-- Data rows start --
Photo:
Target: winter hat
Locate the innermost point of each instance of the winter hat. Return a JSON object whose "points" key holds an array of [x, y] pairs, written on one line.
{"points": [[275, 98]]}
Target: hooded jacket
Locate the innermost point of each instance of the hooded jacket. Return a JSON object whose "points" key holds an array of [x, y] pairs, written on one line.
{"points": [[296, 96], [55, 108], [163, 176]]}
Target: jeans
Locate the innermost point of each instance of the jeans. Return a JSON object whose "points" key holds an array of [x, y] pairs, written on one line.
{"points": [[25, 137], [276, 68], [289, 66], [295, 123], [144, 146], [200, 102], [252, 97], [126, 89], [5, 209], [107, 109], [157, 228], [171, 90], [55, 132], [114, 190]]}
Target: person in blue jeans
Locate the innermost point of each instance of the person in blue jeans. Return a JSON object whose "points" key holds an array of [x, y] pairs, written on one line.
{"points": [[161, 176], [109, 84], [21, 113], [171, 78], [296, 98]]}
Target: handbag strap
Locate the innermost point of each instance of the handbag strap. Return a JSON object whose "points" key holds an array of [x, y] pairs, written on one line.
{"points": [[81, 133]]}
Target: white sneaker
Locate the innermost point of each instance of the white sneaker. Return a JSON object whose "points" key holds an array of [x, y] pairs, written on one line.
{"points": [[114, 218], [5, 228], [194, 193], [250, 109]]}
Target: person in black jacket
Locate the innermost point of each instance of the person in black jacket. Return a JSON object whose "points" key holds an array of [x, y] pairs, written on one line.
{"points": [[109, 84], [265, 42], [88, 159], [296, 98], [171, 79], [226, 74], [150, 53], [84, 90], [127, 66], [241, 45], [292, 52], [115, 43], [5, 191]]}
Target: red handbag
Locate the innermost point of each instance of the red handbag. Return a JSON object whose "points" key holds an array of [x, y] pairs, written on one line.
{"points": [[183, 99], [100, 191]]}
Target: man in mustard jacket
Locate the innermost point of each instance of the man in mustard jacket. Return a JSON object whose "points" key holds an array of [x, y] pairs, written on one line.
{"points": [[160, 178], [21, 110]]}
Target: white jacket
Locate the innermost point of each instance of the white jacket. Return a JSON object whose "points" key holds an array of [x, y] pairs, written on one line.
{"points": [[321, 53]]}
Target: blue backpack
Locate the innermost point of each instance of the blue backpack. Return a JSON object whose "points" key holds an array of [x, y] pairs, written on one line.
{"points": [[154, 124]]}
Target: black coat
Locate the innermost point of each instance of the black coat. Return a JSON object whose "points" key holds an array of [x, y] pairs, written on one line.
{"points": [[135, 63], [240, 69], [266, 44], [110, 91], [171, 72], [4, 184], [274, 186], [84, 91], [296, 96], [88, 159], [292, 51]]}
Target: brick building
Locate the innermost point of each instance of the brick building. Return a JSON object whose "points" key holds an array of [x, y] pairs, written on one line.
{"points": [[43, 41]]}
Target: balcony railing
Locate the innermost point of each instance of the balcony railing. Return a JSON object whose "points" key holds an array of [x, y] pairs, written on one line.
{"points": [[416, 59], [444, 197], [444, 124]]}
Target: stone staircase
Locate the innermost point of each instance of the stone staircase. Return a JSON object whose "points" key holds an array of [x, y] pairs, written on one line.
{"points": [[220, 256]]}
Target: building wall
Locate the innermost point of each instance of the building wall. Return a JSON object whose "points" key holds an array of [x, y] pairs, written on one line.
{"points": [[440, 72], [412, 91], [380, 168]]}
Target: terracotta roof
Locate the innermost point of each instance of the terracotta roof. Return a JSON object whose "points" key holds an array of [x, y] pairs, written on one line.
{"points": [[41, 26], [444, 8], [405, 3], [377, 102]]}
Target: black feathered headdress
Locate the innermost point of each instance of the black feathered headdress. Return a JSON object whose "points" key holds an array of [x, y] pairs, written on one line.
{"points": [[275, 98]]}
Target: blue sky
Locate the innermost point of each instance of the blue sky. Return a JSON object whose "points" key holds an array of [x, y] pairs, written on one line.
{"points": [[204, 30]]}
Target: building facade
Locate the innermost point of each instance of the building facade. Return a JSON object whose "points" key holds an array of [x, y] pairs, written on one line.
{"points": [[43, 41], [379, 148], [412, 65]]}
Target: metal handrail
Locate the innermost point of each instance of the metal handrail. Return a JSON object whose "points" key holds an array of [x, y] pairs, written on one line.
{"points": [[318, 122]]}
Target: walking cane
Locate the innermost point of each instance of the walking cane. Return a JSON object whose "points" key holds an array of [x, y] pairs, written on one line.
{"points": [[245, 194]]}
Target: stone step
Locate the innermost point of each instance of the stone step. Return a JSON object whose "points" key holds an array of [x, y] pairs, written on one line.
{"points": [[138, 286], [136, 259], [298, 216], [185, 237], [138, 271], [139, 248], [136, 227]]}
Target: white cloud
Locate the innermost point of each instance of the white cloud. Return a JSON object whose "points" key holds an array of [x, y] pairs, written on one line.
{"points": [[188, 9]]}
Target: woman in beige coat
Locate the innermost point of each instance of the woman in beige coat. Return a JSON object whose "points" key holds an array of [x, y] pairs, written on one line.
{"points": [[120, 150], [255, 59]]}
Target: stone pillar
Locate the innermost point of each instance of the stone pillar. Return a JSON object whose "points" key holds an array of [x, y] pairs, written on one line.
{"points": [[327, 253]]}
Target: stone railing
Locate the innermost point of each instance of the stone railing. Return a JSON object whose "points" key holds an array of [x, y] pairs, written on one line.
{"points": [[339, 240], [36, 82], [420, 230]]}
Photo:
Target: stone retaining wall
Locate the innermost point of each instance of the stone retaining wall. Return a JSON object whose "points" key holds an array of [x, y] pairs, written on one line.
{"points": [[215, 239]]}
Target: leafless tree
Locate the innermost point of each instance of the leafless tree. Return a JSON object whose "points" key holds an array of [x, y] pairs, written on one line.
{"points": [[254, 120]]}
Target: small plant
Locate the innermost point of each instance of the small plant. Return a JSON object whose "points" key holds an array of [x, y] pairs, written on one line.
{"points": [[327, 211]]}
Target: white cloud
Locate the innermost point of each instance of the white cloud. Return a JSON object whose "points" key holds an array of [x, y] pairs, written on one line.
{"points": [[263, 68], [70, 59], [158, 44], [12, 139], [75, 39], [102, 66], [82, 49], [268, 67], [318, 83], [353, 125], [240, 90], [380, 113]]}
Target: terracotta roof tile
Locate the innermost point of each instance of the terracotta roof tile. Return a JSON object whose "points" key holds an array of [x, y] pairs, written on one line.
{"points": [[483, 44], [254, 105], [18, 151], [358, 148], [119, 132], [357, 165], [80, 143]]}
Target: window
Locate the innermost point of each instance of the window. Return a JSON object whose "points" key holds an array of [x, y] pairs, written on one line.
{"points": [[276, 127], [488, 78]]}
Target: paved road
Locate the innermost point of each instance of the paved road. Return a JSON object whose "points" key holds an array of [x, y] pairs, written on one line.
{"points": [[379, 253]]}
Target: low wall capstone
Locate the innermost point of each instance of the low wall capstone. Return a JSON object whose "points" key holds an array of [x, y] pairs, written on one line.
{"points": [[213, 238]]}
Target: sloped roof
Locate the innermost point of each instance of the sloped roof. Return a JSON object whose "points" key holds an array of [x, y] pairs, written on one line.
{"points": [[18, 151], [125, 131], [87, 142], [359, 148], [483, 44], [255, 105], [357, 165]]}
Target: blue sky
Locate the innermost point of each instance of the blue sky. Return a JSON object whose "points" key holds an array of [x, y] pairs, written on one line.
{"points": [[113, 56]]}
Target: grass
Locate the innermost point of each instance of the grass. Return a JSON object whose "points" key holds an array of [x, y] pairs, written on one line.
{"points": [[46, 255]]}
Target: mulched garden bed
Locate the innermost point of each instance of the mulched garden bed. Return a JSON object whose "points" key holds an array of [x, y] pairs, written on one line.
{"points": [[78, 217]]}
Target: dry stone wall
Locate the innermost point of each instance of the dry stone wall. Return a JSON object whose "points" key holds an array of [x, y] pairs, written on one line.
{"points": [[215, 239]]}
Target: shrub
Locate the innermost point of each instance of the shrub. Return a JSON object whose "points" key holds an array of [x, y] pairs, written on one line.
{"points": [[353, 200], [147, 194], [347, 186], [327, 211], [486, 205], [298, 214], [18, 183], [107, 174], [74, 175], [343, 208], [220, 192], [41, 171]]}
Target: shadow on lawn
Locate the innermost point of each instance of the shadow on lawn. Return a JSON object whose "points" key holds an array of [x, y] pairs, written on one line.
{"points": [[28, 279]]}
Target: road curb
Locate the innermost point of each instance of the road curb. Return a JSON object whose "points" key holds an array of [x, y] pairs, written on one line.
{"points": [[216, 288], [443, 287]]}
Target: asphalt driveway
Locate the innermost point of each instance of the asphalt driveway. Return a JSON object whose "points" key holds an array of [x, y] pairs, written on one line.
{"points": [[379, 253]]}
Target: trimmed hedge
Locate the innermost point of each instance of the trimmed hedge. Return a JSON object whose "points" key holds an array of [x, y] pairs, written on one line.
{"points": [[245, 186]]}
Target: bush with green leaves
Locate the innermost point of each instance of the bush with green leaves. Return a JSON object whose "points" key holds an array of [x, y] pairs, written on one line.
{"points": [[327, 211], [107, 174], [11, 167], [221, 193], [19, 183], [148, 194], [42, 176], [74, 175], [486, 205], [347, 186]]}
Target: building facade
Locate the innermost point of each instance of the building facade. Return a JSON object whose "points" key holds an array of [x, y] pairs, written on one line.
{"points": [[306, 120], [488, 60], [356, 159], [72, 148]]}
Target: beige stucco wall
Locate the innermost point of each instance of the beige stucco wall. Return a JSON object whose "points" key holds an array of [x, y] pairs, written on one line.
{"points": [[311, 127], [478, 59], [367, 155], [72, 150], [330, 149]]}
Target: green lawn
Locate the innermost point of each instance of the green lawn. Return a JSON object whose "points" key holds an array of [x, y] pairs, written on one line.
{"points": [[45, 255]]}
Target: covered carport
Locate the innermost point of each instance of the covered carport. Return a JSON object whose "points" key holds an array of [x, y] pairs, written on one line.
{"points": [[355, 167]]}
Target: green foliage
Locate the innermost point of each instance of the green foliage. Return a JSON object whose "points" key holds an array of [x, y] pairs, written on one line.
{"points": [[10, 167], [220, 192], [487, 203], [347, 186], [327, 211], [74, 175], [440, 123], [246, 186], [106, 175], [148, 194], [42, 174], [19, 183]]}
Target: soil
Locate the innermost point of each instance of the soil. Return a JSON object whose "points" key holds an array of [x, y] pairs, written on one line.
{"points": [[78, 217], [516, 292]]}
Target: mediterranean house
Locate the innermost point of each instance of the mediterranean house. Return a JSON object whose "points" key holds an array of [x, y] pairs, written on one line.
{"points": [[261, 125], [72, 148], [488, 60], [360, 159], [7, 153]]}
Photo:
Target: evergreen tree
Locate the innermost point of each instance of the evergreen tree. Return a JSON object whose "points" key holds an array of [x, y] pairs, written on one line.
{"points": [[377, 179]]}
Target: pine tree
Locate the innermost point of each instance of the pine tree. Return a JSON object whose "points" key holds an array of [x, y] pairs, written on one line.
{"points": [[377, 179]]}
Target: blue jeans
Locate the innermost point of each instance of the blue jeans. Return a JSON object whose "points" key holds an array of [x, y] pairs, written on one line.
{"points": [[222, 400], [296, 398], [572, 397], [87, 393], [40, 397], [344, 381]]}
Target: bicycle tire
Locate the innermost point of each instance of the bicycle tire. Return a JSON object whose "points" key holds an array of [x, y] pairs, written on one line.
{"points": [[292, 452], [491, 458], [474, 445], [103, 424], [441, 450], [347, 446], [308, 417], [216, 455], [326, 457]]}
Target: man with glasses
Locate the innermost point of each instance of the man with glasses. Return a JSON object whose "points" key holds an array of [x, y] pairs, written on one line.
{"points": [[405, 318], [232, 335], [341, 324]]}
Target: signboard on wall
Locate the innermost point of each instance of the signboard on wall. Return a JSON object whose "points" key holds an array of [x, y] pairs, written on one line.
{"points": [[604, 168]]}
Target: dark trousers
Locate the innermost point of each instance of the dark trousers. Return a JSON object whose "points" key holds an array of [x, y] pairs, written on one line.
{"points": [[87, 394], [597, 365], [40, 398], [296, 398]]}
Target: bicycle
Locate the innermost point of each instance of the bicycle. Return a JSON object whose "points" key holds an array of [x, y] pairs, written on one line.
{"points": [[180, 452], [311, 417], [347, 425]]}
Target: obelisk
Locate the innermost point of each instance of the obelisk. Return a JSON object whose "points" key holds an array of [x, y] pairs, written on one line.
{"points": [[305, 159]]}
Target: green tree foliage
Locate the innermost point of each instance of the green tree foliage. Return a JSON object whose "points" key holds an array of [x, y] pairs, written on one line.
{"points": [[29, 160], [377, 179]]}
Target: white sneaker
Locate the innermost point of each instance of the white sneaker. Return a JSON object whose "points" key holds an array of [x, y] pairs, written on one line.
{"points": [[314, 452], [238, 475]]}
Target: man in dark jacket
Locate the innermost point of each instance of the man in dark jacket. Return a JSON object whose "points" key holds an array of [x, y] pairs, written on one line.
-- Data rows end --
__Exercise description__. Return the line that contains "Target: obelisk" along with every line after it through the end of the entries, exactly, adding nothing.

__Task solution__.
Target: obelisk
Locate the innermost point of each instance of the obelisk. Return a JSON object whose "points" key holds an array of [x, y] pairs, written on one line.
{"points": [[305, 159]]}
Target: green tree foliage
Locate the innermost point of each instance of the green tree foliage. Return a JSON object whose "points" key holds an array of [x, y] pairs, written on one line.
{"points": [[29, 160], [377, 179]]}
Target: white sneaker
Locate the innermost point of each instance of the white sneaker. Return a JSON object whose "points" key holds an array of [x, y] pairs, written on one line.
{"points": [[314, 452], [238, 475]]}
Target: man in dark jacket
Locate the innermost point of each instance of the man in dark jacket. Return a JSON object whose "points" key holds an array of [x, y] pairs, written on one line.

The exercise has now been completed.